Copy the part of the material that opens with the line containing "of the diving" and runs through the end of the material, reproducing every line as it appears.

-- Extracted records --
____________________

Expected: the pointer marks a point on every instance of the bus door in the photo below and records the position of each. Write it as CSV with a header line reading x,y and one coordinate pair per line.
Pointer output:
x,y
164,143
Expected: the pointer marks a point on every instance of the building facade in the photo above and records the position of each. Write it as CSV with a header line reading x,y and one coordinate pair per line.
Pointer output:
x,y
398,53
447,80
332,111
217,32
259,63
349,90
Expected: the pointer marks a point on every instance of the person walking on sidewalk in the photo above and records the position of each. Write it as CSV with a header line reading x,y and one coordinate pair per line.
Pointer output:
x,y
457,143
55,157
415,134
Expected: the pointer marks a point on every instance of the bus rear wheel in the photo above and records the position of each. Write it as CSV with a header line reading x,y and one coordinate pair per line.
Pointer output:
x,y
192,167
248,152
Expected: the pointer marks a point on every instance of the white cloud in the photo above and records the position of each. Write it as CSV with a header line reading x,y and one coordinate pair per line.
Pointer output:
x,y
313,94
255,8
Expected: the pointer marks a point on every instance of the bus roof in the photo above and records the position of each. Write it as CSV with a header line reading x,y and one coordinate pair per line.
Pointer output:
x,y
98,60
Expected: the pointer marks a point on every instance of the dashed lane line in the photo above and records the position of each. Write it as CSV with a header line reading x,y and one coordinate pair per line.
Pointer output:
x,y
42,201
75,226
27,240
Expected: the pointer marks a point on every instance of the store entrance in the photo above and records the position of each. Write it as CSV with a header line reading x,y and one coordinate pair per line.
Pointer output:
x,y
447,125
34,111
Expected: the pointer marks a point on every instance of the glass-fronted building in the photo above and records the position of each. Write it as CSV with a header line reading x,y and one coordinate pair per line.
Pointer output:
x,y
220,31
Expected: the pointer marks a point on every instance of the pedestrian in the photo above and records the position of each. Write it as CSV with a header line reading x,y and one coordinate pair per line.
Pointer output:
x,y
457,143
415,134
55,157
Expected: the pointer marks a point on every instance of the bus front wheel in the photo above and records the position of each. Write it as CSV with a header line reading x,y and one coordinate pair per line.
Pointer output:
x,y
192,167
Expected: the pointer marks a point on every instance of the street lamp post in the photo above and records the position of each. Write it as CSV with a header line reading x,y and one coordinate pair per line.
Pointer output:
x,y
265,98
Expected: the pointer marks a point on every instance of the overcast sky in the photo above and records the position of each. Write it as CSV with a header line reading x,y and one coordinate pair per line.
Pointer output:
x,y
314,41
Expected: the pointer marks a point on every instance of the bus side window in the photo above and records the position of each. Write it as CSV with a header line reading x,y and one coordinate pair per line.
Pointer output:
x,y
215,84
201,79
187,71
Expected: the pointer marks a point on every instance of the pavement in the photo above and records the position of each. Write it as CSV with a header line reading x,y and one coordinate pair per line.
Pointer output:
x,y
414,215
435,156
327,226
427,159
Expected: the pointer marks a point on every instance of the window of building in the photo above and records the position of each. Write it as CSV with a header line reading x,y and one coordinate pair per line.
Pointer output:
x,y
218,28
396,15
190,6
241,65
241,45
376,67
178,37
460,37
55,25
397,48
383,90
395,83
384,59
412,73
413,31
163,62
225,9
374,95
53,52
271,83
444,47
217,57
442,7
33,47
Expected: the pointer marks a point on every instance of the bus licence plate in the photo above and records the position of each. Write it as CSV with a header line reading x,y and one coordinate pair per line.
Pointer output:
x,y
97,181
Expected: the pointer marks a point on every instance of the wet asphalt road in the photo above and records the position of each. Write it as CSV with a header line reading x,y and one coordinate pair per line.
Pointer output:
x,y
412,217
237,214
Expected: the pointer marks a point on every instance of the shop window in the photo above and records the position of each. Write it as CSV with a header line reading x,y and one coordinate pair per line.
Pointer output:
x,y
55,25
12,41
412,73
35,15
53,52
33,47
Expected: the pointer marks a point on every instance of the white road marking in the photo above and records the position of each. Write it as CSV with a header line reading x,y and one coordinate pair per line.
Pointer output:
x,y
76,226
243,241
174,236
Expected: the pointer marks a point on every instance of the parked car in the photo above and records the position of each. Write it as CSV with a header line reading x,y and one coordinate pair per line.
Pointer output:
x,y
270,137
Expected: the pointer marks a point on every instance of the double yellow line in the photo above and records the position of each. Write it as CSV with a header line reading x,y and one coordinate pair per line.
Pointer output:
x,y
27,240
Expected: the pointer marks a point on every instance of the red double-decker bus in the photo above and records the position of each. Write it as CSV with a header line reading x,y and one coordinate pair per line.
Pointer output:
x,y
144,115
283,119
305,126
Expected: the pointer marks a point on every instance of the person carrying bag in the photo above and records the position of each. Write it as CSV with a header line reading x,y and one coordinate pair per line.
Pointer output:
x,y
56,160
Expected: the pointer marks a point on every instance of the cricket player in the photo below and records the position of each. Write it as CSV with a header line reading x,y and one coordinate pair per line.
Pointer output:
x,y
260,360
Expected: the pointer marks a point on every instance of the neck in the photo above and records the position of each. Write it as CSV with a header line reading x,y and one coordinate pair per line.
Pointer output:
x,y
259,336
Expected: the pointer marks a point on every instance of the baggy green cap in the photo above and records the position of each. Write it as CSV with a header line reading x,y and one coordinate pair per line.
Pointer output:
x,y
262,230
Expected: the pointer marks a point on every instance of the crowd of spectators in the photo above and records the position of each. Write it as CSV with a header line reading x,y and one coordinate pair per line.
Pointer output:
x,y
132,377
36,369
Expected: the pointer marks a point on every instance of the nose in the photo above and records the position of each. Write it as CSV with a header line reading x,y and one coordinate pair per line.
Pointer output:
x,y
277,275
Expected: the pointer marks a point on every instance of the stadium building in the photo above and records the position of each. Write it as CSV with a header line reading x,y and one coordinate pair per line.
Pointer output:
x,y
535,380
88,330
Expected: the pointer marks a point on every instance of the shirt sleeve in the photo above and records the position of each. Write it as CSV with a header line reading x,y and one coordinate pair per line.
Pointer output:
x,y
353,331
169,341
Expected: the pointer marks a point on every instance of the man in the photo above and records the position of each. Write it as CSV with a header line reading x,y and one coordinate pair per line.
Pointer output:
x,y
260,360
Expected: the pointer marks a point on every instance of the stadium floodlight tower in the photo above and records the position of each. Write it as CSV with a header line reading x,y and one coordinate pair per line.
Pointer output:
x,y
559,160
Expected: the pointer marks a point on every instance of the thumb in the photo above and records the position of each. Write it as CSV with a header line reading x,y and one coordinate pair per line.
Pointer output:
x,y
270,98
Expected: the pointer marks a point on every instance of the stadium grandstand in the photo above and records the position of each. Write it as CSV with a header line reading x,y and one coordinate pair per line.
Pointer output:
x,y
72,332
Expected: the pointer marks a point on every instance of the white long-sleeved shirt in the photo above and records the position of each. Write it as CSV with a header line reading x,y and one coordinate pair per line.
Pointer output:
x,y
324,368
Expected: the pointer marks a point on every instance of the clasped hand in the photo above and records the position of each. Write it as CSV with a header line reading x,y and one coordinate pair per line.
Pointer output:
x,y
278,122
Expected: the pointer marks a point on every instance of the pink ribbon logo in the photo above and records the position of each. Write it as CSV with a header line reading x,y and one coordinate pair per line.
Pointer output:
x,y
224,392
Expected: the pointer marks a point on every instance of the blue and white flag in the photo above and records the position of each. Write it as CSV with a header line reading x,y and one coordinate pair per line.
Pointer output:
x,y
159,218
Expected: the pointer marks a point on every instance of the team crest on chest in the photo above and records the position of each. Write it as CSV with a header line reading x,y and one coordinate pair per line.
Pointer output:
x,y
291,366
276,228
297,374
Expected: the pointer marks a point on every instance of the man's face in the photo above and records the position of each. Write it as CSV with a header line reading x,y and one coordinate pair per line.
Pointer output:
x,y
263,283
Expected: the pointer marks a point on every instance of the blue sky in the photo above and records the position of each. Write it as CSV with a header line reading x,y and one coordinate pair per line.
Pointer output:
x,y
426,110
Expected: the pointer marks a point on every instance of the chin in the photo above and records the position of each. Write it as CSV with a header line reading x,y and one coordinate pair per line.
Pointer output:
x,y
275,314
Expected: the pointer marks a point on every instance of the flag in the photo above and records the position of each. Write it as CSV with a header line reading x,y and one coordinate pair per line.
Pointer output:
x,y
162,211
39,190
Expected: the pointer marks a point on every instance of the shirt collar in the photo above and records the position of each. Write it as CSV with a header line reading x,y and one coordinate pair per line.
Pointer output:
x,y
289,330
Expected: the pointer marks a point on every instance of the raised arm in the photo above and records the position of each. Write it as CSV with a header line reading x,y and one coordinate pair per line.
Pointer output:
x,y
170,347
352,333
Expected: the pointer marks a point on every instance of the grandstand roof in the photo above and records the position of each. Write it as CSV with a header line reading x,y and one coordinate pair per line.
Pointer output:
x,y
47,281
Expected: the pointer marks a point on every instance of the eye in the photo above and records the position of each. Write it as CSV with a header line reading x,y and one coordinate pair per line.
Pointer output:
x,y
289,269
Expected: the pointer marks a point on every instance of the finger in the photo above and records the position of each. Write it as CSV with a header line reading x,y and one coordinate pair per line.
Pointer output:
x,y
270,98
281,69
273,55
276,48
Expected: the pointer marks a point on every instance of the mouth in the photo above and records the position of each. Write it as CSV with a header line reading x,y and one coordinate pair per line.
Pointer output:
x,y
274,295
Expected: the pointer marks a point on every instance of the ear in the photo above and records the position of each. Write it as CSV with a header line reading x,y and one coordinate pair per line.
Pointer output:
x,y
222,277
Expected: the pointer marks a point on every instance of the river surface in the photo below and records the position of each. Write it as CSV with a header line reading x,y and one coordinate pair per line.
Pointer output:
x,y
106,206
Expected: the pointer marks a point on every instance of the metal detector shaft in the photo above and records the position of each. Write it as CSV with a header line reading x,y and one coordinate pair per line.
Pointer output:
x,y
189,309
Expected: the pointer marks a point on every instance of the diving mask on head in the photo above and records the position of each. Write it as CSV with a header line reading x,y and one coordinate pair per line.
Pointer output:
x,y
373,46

____________________

-- Final result --
Expected: the pointer marks a point on every instance of the diving mask on head in the photo above and records the position of each. Write it as CSV with a header line reading x,y and one coordinate pair per line.
Pointer output:
x,y
373,46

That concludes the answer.